Return every one of the following records verbatim, without changing a single character.

(Box-labeled dataset extracts)
◇ ◇ ◇ ◇ ◇ ◇ ◇

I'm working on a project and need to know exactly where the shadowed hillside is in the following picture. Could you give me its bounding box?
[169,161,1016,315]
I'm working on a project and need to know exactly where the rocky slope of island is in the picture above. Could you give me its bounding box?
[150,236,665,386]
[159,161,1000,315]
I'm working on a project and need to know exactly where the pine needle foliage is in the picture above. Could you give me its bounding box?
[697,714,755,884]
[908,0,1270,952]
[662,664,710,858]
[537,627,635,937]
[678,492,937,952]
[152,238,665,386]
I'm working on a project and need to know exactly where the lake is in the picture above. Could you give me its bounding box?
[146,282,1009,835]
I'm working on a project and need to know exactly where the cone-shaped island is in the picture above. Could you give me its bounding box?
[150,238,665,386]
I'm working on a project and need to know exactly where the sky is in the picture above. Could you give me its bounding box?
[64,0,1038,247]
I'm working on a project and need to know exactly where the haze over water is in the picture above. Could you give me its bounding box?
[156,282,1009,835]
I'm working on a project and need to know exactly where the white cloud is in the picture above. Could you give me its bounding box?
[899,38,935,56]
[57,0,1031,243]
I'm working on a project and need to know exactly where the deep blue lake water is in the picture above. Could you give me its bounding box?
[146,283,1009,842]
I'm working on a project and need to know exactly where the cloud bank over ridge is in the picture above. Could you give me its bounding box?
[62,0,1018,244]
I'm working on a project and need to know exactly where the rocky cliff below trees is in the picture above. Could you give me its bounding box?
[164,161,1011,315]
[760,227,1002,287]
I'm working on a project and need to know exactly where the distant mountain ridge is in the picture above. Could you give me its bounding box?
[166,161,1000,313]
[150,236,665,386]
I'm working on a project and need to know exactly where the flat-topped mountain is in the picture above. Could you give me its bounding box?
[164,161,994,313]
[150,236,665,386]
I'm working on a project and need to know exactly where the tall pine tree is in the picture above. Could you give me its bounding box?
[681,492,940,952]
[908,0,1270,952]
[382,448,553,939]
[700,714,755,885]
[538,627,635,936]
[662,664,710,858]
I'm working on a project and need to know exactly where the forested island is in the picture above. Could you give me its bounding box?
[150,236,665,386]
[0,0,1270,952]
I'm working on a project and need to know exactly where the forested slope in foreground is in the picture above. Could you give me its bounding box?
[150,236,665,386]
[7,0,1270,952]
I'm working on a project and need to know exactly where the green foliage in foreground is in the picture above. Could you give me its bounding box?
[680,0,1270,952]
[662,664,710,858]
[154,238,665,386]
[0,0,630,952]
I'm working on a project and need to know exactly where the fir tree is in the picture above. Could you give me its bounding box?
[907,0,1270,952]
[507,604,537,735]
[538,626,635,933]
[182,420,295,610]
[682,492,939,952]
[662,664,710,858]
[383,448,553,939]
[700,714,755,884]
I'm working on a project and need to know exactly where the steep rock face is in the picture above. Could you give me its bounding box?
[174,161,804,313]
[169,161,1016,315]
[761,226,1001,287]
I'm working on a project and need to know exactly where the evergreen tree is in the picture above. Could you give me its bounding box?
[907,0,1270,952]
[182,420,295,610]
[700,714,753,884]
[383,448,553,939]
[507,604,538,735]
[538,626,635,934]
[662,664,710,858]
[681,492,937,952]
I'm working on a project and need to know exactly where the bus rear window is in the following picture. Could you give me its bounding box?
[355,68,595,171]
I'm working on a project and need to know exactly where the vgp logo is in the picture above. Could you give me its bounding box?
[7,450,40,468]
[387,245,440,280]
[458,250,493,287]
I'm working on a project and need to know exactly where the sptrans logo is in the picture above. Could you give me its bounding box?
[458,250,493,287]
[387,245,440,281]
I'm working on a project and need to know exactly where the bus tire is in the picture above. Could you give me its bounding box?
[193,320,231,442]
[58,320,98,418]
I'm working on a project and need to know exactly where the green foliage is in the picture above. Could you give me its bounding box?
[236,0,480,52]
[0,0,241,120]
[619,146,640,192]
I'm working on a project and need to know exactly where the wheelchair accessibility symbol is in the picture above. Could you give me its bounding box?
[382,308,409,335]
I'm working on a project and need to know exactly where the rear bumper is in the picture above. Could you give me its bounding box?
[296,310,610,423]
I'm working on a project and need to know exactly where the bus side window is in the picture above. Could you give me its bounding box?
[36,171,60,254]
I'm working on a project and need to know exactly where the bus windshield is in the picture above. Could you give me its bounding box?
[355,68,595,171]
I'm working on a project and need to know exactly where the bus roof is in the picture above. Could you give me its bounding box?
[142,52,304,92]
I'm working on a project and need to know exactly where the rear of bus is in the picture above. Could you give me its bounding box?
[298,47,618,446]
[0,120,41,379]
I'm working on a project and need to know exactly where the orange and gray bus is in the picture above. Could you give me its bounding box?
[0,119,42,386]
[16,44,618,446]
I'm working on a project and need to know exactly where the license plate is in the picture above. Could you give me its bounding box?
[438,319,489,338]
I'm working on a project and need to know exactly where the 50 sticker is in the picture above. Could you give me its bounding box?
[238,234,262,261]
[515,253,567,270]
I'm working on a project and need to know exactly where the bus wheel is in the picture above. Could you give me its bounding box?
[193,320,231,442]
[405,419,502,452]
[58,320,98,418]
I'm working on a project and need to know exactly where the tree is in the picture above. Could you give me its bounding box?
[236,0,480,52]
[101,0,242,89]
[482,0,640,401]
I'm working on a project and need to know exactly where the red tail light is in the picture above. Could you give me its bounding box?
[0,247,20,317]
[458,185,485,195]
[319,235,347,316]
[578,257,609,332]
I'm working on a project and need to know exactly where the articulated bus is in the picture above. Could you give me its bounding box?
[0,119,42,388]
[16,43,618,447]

◇ ◇ ◇ ◇ ◇ ◇ ◇

**SOLUTION TO THIS PROBLEM**
I'm working on a project and need to know exactly where the shadowed hillside is in the following picture. Could you give me its bounding box?
[169,161,1016,315]
I'm working on a project and need to know exactly where the rocky slope of island is in the picture above. Could you give me its bounding box?
[150,236,665,386]
[159,161,1000,315]
I'm working on a project and need to know exactly where the pine needle foliage is in the picture above. Could you give me its bounding box?
[697,714,755,884]
[908,0,1270,952]
[662,664,710,858]
[537,627,635,937]
[678,492,937,952]
[152,238,665,386]
I'm working on a project and need to know exactly where the lake is in the picture above. Could you give me its bounding box?
[146,282,1009,835]
I'm working on a project and need to know exactly where the cone-shaped island is in the picture above. Could you give me its bounding box?
[150,238,665,386]
I'm working on a project and need to know exactly where the sky is in the picture above. Could you give me its bounding box?
[64,0,1038,247]
I'm working on a project and need to know exactly where the haze over water is in the picture above. Could you give me its bounding box?
[156,282,1009,835]
I'm working on a project and need to know exactly where the white cloud is in the picture above. Could you give me its bounding box?
[899,38,935,56]
[57,0,1031,243]
I'm working on a project and need to know exactly where the deep blue lake water is in the picture above. Could you give me its bounding box?
[146,283,1009,842]
I'm working on a project and need to know exactly where the cloud bank over ridge is in the picture above. Could you give me its bounding box?
[62,0,1018,244]
I'm working on a project and need to know exactly where the rocky cliff below trees is in the picture above. Could you give me its bounding box?
[164,161,1011,315]
[760,227,1002,287]
I'm working on a project and need to know exactly where the distant mountain ridge is in the picture above. Could you give me its bounding box?
[166,161,1000,313]
[150,236,665,386]
I'm working on a project and need to know exactly where the flat-topped mountain is in the picture above. Could you give me its bounding box?
[164,161,994,313]
[150,236,665,386]
I'm working on a project and need to know exactly where the tall pine tree is in the picture above. Could you give me its bounding box?
[681,492,940,952]
[908,0,1270,952]
[382,448,553,939]
[700,714,755,885]
[538,627,635,936]
[662,664,710,858]
I'm working on a project and need to know exactly where the forested island is in the picture above. Could you give me its bounding box?
[150,236,665,386]
[0,0,1270,952]
I'm working on a project and need to know exactly where the forested slope in foreground is in the picture above. Could you give me its bounding box?
[150,236,665,386]
[7,0,1270,952]
I'm working on a project and need to know exactly where the green foliage in foreground is in the picture above. Could you give me its bounding box?
[680,0,1270,952]
[662,664,710,858]
[154,238,665,386]
[0,0,630,952]
I'm working on a project and need to know exactly where the fir tree is in the picture above. Could you give me its bounding box?
[907,0,1270,952]
[507,604,537,735]
[538,626,635,933]
[182,420,295,610]
[682,492,939,952]
[662,664,710,858]
[383,448,553,939]
[700,714,755,884]
I'm working on a project and need to know exactly where the steep rock face is in the picture above. Could you give me its bounding box?
[174,161,804,313]
[169,161,1016,315]
[761,226,1001,287]
I'm working on a project and need to know exactly where the evergreen tree is in the picture above. Could you give me its bounding box?
[907,0,1270,952]
[182,420,295,610]
[700,714,753,884]
[383,448,553,939]
[507,604,538,735]
[538,626,635,934]
[662,664,710,858]
[681,492,937,952]
I'm working on a project and need to know exactly where the bus rear window is in the following picture. Could you give me its bounding box?
[355,68,595,171]
I'm working on a project and need to know exactly where the vgp logo is in the picture above. Could you give me its bounding box?
[7,450,40,468]
[387,245,440,280]
[458,250,493,287]
I'm working on a project and need to know exactly where the sptrans logo is in the picture above. Could you give me its bounding box?
[458,250,493,287]
[387,245,440,281]
I'm working on a project and need to know exactly where the bus tire is in the picture above. Could you give me its bounding box?
[193,320,231,442]
[58,320,98,418]
I'm working on a project and need to know exactly where the green foliage is in the picture above. Could you give me its bounding box?
[236,0,480,52]
[0,0,241,120]
[619,146,640,192]
I'm working on a project and need to know exactly where the wheelchair accessibility symbol is in the picture above. Could you give me its bounding box?
[382,308,409,335]
I'm working on a project and need to know exactly where the rear bumper is in the picture above. Could you give me its bounding box?
[296,310,610,423]
I'm working on a project and need to know exactly where the bus side window is in the picture above. Could you give me its bounding box?
[36,171,60,254]
I'm working on a project and need to know exactly where the bus windshield is in the picture above. Could you give me its bounding box?
[355,68,595,171]
I'm working on a project and need to know exactly where the bus roof is in the picture above. Could you give me its bounding box?
[142,52,304,92]
I'm working on a project and need to know exactly where the rear of bus is in the picture above. Could you give me its bounding box?
[298,47,618,446]
[0,120,41,379]
I'm working on a project and need to know exactly where the orange and gray bus is in the picture above. Could you give me its bounding box?
[0,119,42,386]
[16,44,618,446]
I'm working on a project and need to know exactly where the license plate is in the picture above. Could you give me its bounding box?
[438,319,489,338]
I'm working on a project and need to know exactly where the 50 sticker is in the picture above. Could you give me its bounding box?
[238,234,262,261]
[515,253,567,270]
I'm working on a project and need to know exactly where the bus wheel is in the picture above. Could you give me its bounding box?
[193,320,231,442]
[405,419,502,452]
[58,320,98,418]
I'm working on a project and need to know exactly where the tree is in the picture above. Could you give me its bounding box?
[236,0,480,52]
[101,0,242,89]
[482,0,640,401]
I'm working on a project and need to know exactly where the red tail light is in the picture above. Could you give me its bounding box?
[0,247,20,317]
[458,185,485,195]
[319,235,347,316]
[578,257,609,332]
I'm working on a project and need to know exactly where the articulated bus is in the picture above. Could you give me its bounding box?
[0,119,42,388]
[16,43,618,447]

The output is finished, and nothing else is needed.